ABOUT THIS TASK:
Which lines of the records contain the word "cylinder"? Show each of them.

DATA EXTRACT:
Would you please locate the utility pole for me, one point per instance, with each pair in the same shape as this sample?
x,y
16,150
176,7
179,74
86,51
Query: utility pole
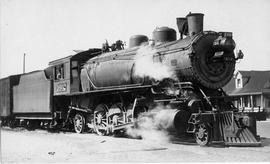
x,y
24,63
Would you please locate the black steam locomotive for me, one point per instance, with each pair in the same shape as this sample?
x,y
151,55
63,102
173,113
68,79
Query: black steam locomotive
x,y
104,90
==
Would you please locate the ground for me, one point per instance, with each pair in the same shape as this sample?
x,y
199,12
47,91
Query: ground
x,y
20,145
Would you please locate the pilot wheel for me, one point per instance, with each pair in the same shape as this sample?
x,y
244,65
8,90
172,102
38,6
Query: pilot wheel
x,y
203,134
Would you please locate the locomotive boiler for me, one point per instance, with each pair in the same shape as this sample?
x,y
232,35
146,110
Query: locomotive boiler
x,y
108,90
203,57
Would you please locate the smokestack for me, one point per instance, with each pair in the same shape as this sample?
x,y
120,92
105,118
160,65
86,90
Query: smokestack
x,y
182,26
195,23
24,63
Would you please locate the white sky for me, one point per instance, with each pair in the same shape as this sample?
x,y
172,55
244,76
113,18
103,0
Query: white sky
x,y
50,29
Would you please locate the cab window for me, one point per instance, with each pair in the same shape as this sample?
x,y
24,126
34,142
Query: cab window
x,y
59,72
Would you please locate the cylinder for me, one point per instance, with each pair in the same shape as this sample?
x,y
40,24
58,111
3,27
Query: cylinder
* * *
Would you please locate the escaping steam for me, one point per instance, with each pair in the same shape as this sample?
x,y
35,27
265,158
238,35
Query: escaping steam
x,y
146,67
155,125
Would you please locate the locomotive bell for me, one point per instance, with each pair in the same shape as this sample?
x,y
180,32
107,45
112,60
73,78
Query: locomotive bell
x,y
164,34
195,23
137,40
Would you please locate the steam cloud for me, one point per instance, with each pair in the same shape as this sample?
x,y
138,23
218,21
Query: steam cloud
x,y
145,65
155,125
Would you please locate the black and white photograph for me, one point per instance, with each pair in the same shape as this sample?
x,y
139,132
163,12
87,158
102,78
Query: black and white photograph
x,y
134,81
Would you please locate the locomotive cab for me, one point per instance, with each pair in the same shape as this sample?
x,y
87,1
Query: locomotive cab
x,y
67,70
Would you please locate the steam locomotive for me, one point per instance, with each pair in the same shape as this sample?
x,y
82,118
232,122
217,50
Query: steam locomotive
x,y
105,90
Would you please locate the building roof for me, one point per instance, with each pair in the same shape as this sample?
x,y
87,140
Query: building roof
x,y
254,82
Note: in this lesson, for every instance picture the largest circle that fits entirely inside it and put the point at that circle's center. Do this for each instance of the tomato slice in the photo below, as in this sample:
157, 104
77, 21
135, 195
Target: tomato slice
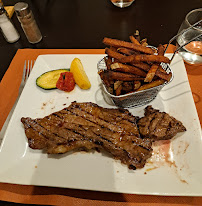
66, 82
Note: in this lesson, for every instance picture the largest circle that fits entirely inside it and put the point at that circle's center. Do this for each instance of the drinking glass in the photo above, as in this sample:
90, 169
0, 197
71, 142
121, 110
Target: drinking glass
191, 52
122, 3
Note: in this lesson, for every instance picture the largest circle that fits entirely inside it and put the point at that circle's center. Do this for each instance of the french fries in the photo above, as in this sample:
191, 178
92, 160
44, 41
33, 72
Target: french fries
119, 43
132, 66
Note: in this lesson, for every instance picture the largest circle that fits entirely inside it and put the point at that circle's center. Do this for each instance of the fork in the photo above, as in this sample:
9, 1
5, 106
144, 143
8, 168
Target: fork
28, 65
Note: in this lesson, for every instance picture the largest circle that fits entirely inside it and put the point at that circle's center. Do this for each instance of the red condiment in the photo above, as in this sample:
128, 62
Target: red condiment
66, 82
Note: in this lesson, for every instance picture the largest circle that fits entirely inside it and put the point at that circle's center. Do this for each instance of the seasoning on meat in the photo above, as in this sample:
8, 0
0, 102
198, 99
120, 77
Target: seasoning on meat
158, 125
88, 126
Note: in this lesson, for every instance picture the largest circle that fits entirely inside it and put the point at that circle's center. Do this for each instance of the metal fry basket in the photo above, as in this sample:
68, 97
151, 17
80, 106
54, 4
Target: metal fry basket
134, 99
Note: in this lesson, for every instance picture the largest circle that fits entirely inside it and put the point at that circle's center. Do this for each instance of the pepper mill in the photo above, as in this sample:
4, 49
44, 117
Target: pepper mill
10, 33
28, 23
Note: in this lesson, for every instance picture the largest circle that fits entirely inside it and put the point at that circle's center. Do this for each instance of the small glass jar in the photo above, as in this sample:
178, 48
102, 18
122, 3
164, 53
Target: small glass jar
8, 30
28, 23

FINAL ANSWER:
Would you please locate the cylinder for me, one point per instance, with each pair in the same shape as this sample?
Query: cylinder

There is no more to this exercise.